▼

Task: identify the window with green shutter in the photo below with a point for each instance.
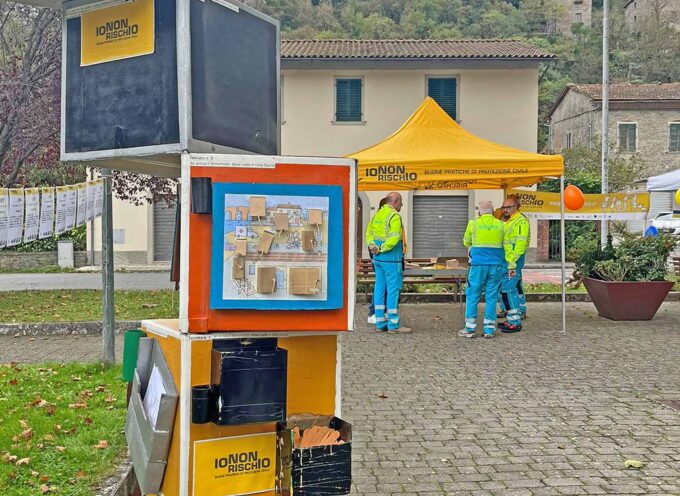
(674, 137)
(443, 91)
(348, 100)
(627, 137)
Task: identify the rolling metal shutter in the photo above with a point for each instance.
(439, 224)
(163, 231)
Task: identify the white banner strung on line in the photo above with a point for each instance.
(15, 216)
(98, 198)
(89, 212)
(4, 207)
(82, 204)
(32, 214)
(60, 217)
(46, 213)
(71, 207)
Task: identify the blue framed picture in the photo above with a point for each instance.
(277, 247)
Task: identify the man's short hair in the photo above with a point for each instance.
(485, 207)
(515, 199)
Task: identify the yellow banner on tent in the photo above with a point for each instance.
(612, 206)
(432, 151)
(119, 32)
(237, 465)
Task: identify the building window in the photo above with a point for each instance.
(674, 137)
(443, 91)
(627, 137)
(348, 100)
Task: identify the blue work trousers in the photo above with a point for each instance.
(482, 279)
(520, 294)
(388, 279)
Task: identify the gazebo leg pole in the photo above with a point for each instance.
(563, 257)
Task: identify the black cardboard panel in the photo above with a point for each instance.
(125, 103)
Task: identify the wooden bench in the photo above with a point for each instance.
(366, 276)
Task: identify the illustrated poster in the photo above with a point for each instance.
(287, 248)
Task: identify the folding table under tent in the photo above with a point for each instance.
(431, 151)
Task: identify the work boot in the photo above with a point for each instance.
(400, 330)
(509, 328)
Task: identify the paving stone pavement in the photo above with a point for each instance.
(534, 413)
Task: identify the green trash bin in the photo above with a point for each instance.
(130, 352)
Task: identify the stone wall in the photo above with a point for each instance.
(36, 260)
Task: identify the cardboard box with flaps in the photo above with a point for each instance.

▲

## WHAT YOU HAVE TO DO
Can you turn the stretch of the listing from the line containing "Task: identify the work" through the end of the listing into a Markdown table with the columns Row and Listing line, one numbered row per line and blank lines left out?

## FULL RESPONSE
| Row | Listing line |
|---|---|
| 1 | Task: identify the work boot in the photo above with a point for each instance. |
| 2 | (400, 330) |
| 3 | (509, 328) |
| 4 | Task: identify the paving stone pavement in the photo above with a point for each instance. |
| 5 | (534, 413) |
| 6 | Task: identify the green trash bin in the photo above with a point for each instance. |
| 7 | (130, 352) |
| 8 | Task: identify the stone wall in the photo above with a point for each instance. |
| 9 | (36, 260) |
| 10 | Task: identify the cardboard box with flaps in the photo above with a point for each instance. |